— START —

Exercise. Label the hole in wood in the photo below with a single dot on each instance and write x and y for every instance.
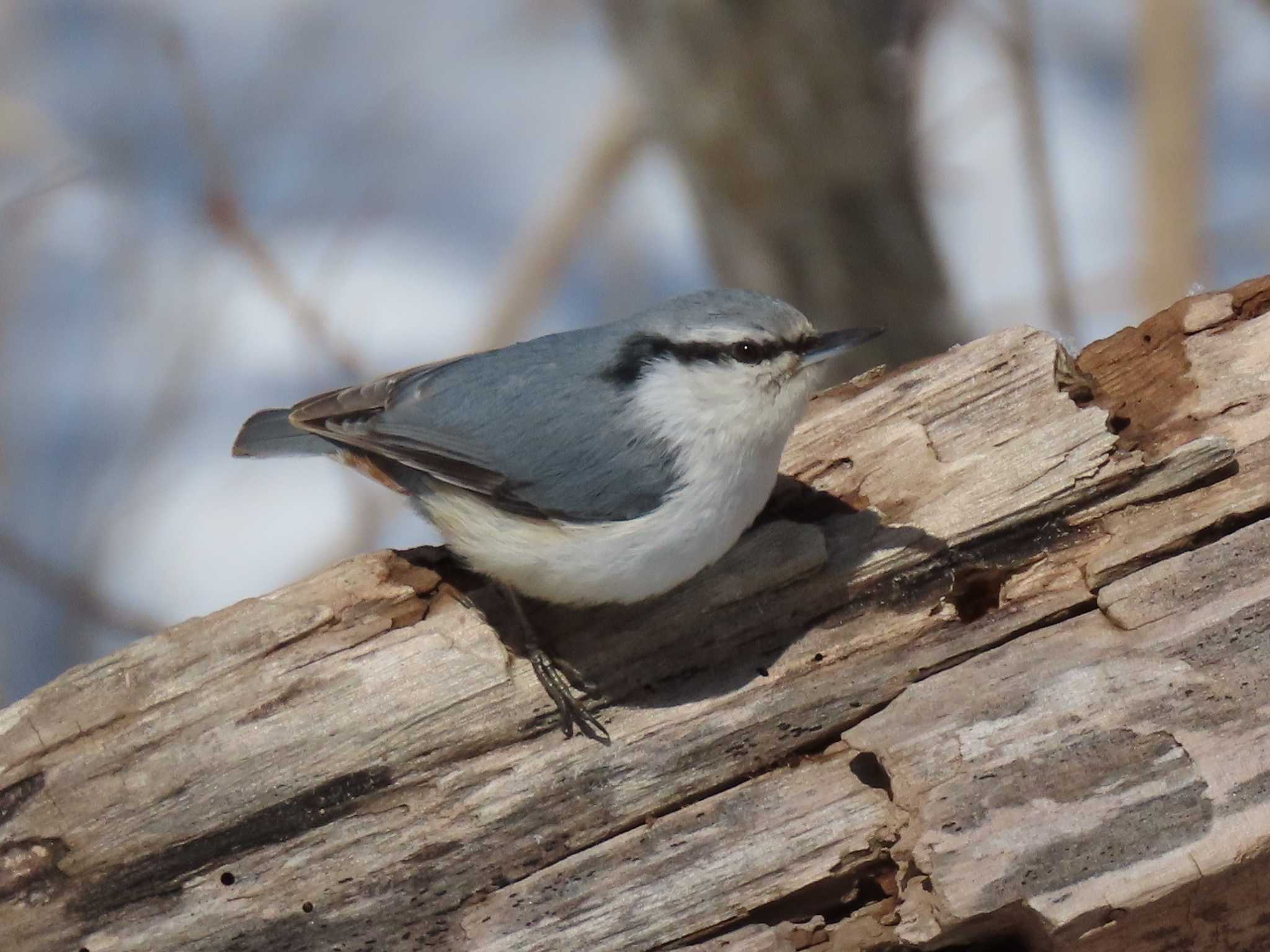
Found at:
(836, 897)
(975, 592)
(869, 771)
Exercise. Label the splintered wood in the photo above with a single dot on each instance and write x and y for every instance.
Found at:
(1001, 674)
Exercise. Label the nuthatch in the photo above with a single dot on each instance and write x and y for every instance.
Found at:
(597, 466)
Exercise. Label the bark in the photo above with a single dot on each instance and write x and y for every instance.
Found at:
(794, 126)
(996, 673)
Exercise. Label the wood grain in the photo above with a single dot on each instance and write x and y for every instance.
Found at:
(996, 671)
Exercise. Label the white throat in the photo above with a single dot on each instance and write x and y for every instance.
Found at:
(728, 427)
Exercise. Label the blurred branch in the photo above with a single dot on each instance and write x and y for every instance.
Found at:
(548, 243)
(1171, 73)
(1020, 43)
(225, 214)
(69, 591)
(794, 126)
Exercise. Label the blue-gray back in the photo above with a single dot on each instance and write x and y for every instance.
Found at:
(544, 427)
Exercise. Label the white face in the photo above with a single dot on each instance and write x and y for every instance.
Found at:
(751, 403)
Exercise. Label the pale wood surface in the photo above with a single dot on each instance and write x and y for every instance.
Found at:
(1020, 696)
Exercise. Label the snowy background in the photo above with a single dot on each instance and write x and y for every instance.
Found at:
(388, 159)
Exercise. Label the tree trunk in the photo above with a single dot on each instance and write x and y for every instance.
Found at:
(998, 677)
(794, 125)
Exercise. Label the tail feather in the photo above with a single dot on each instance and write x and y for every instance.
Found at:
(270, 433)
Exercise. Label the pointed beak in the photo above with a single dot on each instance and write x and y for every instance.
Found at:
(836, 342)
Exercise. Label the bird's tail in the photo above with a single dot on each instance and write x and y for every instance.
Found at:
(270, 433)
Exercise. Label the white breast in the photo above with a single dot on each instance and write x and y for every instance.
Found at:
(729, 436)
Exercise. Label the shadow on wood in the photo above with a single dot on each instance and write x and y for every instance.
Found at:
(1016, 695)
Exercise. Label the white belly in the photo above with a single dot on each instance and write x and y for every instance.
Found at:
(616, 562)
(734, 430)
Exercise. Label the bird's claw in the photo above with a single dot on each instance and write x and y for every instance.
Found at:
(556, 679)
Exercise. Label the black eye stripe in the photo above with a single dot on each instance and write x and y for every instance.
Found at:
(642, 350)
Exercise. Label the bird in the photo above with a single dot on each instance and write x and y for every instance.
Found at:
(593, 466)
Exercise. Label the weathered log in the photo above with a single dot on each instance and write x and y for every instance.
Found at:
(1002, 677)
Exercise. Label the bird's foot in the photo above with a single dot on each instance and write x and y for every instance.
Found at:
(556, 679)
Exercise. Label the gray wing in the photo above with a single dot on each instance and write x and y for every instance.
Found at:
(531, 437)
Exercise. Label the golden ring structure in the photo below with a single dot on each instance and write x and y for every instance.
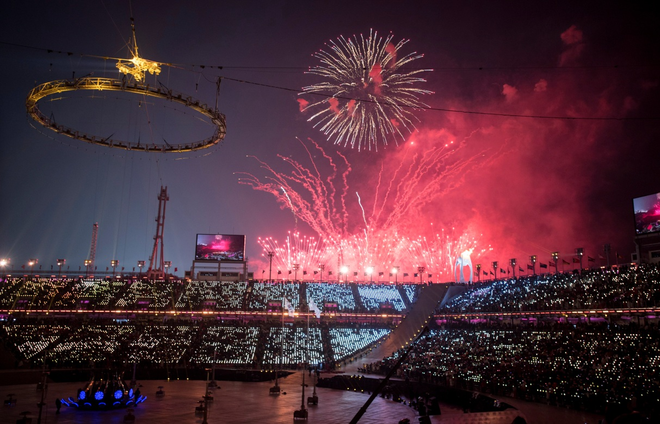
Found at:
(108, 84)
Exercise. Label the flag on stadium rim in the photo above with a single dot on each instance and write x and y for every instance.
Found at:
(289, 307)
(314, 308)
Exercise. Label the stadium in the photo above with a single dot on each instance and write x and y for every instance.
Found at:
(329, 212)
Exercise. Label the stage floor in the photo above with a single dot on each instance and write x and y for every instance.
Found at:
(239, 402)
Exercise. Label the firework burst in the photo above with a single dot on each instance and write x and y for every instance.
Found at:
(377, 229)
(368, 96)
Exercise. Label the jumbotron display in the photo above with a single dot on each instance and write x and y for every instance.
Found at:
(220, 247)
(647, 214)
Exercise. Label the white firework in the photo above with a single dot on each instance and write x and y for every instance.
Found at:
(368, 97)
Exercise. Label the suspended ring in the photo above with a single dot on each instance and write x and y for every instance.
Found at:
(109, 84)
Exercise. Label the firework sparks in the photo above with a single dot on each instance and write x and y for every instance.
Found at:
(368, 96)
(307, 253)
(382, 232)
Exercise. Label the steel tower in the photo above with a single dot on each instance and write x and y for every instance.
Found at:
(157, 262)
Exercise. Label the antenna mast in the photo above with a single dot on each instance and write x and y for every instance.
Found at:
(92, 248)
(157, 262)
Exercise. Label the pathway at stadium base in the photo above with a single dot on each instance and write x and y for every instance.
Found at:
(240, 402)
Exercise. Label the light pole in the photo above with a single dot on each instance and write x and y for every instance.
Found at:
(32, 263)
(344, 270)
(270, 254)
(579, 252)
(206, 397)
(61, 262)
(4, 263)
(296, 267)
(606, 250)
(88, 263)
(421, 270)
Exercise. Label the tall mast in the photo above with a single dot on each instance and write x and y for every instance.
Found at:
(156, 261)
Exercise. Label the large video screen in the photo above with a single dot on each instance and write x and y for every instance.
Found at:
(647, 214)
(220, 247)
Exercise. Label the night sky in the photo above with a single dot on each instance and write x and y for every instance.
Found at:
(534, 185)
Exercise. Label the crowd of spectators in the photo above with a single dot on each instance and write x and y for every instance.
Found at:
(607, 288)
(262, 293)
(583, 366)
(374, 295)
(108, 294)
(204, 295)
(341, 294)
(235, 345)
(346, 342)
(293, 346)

— END —

# Your task
Repeat all of the entries word for word, but omit the pictures.

# The response
Exercise. Label the hole in wood in the photo below with a single dot on each instance and write x and y for every instance.
Found at:
(836, 897)
(975, 592)
(869, 771)
Exercise. Label the splintered wood in the photo above with a single dot on each instance and write x and y for every instance.
Found at:
(1001, 674)
Exercise. Label the nuthatch in the photo above with a single dot on each instance and write x and y for every instance.
Found at:
(597, 466)
Exercise. Label the bark in the photo above with a single dot on each instance and write x and y for every instance.
Found at:
(794, 126)
(996, 673)
Exercise. Label the wood grain in the photo above with a single dot on each instance and write x and y for every instance.
Found at:
(996, 671)
Exercise. Label the white throat in the photo above with a single dot on each instance and write x and y for every instance.
Found at:
(728, 427)
Exercise. Label the blurred branch in the photo above with a single dot on each instance and write x and y for every instance.
Found at:
(548, 243)
(1171, 73)
(1020, 43)
(225, 214)
(69, 591)
(794, 126)
Exercise. Label the blue-gray back in the photo above with a single dot on each instance and write x and y for every instance.
Found at:
(544, 427)
Exercise. Label the white face in the photo above with a single dot on each instance and write x and y for every instance.
Found at:
(751, 403)
Exercise. Label the pale wood surface in the photo above with a single dot on each instance and write x and y for every instance.
Found at:
(1020, 696)
Exercise. Label the snowy background in the photo above with a single dot on each instance and write x and y for every instance.
Found at:
(388, 159)
Exercise. Label the tree trunk in the photo above with a single dot on each instance and write x and y for every instance.
Found at:
(998, 677)
(794, 125)
Exercise. Label the tail feather in the photo above with a single dot on each instance and write x and y for every instance.
Found at:
(270, 433)
Exercise. Label the pointed beak in the photo above with a single dot on each instance and write x and y for every instance.
Found at:
(836, 342)
Exercise. Label the bird's tail in the photo above with a single dot on each instance and write x and y for every instance.
Found at:
(270, 433)
Exercise. Label the white breast in the photo above with a single dot on each instance and write x and y for every instance.
Found at:
(729, 436)
Exercise. Label the shadow on wood in the photo above with a single dot on each instance and write x and y for every instance.
Found at:
(1016, 695)
Exercise. Label the white belly in the photo above with a single dot on each instance and write x and y for every instance.
Found at:
(616, 562)
(734, 430)
Exercise. Label the bird's claw in the photo above with a single dot on each instance and write x and y for every instance.
Found at:
(556, 679)
Exercise. Label the black eye stripe in the photo above with a single dot on each instance and write x and y for every instance.
Found at:
(642, 350)
Exercise. Label the bird in the photo above with a single dot on each instance and write x and y for every instance.
Found at:
(593, 466)
Exercise. Label the weathered log in the photo above with a single dot on each instance and write x and y for every instance.
Found at:
(1002, 677)
Exercise. Label the bird's foot in the photo above with a single dot on each instance and write x and y for every instance.
Found at:
(556, 679)
Exercise. Label the gray wing in the photo above with a single dot on each instance and write x and y for every instance.
Found at:
(531, 437)
Exercise. Label the golden ring structure in the photo below with a single dot on each instance and write x and y for every instance.
Found at:
(108, 84)
Exercise. Label the flag on stadium rim in the photo above with a single dot on each instance and write x and y for every instance.
Found at:
(289, 307)
(314, 308)
Exercise. Label the stadium in the photo above with a single dot on each instance and write x and y for every instance.
Found at:
(329, 212)
Exercise. Label the stage floor in the photo above with a single dot on each instance and write x and y for every instance.
Found at:
(239, 402)
Exercise. Label the firework burst in the photo above with a single dot on each instance and write x and y for every instance.
Found at:
(377, 229)
(368, 96)
Exercise. Label the jumbotron display in the photo above with a single dot on each instance and write x and y for every instance.
Found at:
(220, 247)
(647, 214)
Exercise. Label the white firework in the photo above with a single dot on each instance and write x and y for every instance.
Found at:
(368, 97)
Exercise. Label the suspended ring in the photo above with a single dot on each instance and write x and y for every instance.
Found at:
(109, 84)
Exercise. Label the firework sparks in the photo above with a single dot on each instance and write x and y for every instance.
Found at:
(368, 96)
(307, 253)
(382, 232)
Exercise. Label the steel tower in the photo above with a single dot on each instance and write x and y for every instance.
Found at:
(157, 262)
Exercise. Label the antenna mast in the photo above with a single dot on each instance and write x and y for every instance.
Found at:
(92, 248)
(157, 262)
Exercise. Label the pathway at stadium base in the photo above with a single dot on each instance and write x and y for every instance.
Found at:
(240, 402)
Exercise. Label the light pole in the photo above with a single dot on each instance and write x and y for every instance.
Found at:
(32, 263)
(344, 270)
(270, 254)
(579, 252)
(206, 397)
(61, 262)
(4, 263)
(296, 267)
(606, 250)
(88, 263)
(421, 270)
Exercise. Label the tall mast in the photo above with a single dot on each instance and write x and y for every instance.
Found at:
(156, 261)
Exercise. Label the large video screen in the photo above with a single dot on each instance and write x and y for every instance.
Found at:
(647, 214)
(220, 247)
Exercise. Label the night sky in the photo above with a single dot on each instance and write x and y for every instance.
Found at:
(534, 185)
Exercise. Label the crowd of spectators in the photo above with a single dot on each instance and write x and y for every instance.
Found at:
(607, 288)
(262, 293)
(583, 366)
(374, 295)
(108, 294)
(204, 295)
(341, 294)
(235, 345)
(346, 342)
(293, 346)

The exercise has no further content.